# Required task
Return the part of the technical analysis thread that runs from "I've been going" up to and including "(on Tech Anal.)", copied character for character.

# Source text
■ ■ ■ ■ ■ ■ ■

I've been going to lots of different places, but i think i would save more time if i just had one great resource to follow.  

i found this website which i mention for other peoples benefit:



http://en.tradimo.com/learn/technical-analysis/  (on Tech Anal.)

probably the best one so far - even got qs and answers which forces you to really internalize what you learn and know how to use it on a practical level.  after all, it's not until we do it that we have learned it.  and explains things well enough

i've checked out investopeadia, asx site, incredible charts, random web pages, but i think a book covering all those things nicely all together is the way to go.

thanks.


----------



## tech/a (7 February 2015)

There are many aspects to T/A 
I've spent 20 years on it!

In the end on my journey of condensation
I've settled on the simplest form.

So in answer I'll offer this.

If you want a long term method in T/A then you'll use very different techniques in T/A than you would 
Use for shorter timeframes.

So investigate what you want to do with your analysis --- timeframe.
The time you have to train yourself.

But in the end you should investigate areas which most don't.

■ ■ ■ ■ ■ ■ ■

# Extracted material
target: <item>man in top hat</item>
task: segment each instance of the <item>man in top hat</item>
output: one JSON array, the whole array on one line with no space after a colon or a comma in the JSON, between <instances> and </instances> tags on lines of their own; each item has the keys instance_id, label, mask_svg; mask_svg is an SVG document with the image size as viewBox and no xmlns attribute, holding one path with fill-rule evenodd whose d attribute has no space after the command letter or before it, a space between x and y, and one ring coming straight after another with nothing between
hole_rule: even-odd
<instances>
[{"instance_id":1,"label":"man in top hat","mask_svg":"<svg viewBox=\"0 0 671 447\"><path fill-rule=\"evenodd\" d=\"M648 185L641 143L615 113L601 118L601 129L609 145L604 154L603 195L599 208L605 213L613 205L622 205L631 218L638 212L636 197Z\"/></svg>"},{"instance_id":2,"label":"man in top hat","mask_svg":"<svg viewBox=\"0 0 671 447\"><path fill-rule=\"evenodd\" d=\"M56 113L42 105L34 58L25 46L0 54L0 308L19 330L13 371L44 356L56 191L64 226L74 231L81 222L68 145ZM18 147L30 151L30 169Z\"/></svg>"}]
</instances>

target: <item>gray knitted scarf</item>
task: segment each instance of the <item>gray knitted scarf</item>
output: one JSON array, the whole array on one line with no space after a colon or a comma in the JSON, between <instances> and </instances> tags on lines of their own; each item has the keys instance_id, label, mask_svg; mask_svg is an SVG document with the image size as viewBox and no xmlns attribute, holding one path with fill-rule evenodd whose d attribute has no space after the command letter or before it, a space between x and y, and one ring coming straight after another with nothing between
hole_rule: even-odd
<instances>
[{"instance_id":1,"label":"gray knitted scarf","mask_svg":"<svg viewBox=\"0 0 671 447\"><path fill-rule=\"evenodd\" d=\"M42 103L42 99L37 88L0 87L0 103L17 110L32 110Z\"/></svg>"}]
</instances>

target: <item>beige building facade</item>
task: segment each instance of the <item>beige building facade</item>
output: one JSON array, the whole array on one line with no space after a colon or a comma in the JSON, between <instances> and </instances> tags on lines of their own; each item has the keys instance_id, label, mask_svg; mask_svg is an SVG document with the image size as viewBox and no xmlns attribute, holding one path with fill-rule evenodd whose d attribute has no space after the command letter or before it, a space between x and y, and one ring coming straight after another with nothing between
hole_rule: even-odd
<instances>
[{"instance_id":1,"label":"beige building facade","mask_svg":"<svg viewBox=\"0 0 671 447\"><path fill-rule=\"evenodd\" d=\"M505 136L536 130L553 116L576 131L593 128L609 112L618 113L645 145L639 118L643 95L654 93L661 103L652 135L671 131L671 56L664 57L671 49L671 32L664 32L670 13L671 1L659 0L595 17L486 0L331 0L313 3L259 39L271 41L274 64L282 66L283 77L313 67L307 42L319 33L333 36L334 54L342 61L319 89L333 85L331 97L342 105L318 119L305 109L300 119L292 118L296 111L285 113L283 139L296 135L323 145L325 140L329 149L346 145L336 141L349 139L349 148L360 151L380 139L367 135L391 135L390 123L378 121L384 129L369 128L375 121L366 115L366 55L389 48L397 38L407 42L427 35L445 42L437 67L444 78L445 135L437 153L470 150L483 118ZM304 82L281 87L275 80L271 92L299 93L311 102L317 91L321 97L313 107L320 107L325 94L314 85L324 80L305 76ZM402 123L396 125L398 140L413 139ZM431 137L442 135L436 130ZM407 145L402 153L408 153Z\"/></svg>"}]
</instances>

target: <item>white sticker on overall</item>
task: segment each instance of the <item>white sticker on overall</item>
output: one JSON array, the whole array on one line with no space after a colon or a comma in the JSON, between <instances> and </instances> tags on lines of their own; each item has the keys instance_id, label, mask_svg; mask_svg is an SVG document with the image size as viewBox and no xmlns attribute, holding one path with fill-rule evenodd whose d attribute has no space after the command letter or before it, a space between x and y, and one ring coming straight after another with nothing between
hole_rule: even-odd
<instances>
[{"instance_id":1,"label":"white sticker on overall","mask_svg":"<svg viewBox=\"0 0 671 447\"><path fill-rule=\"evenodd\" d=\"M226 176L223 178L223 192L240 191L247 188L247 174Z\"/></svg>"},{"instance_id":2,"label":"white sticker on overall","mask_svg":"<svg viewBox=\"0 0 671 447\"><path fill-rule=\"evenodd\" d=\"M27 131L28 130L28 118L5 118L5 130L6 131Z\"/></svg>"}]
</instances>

■ ■ ■ ■ ■ ■ ■

# Task solution
I've been going to lots of different places, but i think i would save more time if i just had one great resource to follow.  

i found this website which i mention for other peoples benefit:



http://en.tradimo.com/learn/technical-analysis/  (on Tech Anal.)